──────── SUPPLIED TEXT ────────

BDE 4.14.0 Production release
Loading...
Searching...
No Matches
bslh_wyhashincrementalalgorithm

Macros

#define BSLH_WYHASHINCREMENTALALGORITHM_WYMUM_XOR   0
 
#define BSLH_WYHASHINCREMENTALALGORITHM_WYMUM_PSEUDO_MULTIPLY   0
 

Detailed Description

Outline

Purpose

Provide an implementation of the WyHash algorithm final v3.

Classes

See also
bslh_hash

Description

bslh::WyHashIncrementalAlgorithm implements the WyHash algorithm by Wang Yi et al (see implementation file for full list of authors) with modifications. This algorithm is known to be very fast yet have good avalanche behavior.

The original algorithm was downloaded from https://github.com/wangyi-fudan/wyhash/blob/master/wyhash.h which had been updated on September 14, 2021, last commit 166f352, and modified to conform to BDE coding conventions with no change in the binary results produced.

The modifications are:

Security

WyHash is not a "Cryptographically Secure" hash. It is "Cryptographically Strong", but not "Cryptographically Secure". In order to be cryptographically secure, an algorithm must, among other things, provide "Collision Resistance", described in https://en.wikipedia.org/wiki/Collision_resistance , meaning that it should be difficult to find two different messages m1 and m2 such that hash(m1) == hash(m2). Because of the limited sized output (only 2**64 possibilities) and the fast execution time of the algorithm, it is probable to find two such values searching only about sqrt(2**64) == 2**32 inputs, which wont take long.

──────── COLLECTED DATA ────────

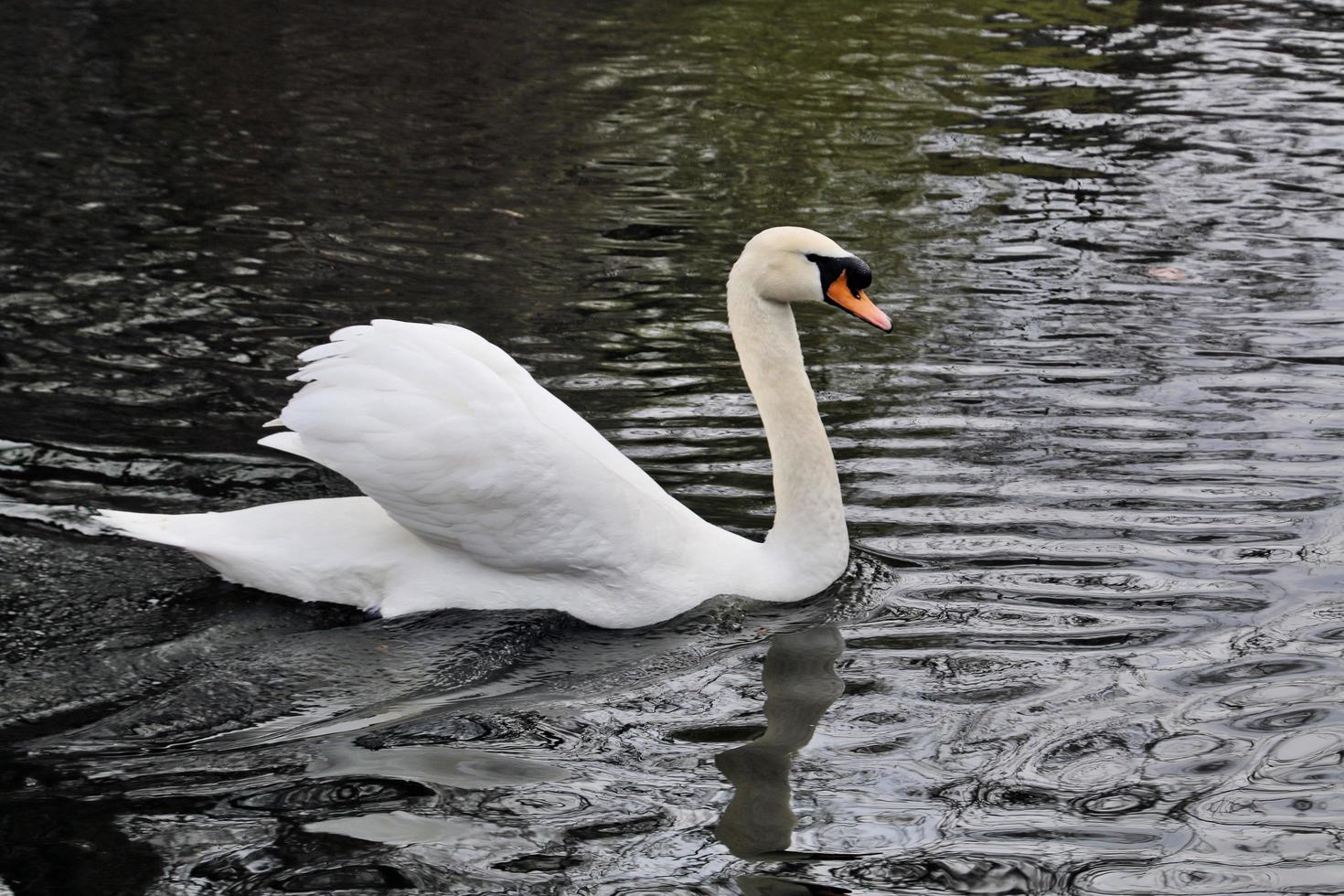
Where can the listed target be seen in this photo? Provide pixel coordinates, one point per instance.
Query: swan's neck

────────

▸ **DIRECTIVES**:
(1) From the WyHash documentation, return the passage starting at "The original algorithm" and ending at "binary results produced.".
(2) According to the WyHash documentation, on what date had the downloaded original algorithm file been updated?

▸ **RESPONSES TO THE TASKS**:
(1)
The original algorithm was downloaded from https://github.com/wangyi-fudan/wyhash/blob/master/wyhash.h which had been updated on September 14, 2021, last commit 166f352, and modified to conform to BDE coding conventions with no change in the binary results produced.

(2) September 14, 2021.